> [DATASET EXCERPTS]:
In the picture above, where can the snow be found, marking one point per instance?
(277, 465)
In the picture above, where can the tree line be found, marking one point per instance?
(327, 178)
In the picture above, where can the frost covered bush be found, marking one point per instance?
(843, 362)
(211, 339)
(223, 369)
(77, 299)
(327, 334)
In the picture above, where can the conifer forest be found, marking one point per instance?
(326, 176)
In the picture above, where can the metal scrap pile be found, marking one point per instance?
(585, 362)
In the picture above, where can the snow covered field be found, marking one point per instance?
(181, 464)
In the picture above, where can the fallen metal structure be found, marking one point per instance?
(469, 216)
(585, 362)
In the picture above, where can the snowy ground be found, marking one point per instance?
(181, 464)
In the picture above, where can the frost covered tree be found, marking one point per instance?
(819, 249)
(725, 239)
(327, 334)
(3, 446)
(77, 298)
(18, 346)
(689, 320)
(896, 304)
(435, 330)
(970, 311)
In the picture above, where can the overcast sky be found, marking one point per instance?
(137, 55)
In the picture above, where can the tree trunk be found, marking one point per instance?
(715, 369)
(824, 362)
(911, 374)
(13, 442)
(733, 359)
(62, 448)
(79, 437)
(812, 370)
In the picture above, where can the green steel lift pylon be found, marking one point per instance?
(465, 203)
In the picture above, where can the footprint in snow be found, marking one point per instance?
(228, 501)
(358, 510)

> [WHAT YOU NEED TO DO]: What is needed is a word-for-word restatement of every line from the one with "In the picture above, where can the tree trunk" to the end of the entries above.

> [EXERCISE OUTPUT]:
In the picture above, where can the tree trunk be found, marking one point per instance?
(715, 369)
(824, 362)
(911, 374)
(13, 442)
(733, 359)
(62, 448)
(79, 437)
(812, 370)
In the picture above, where can the green steel lift pylon be found, marking one point per instance?
(465, 203)
In the picture above, where can the footprint in snow be found, marking one point per instance?
(228, 501)
(358, 510)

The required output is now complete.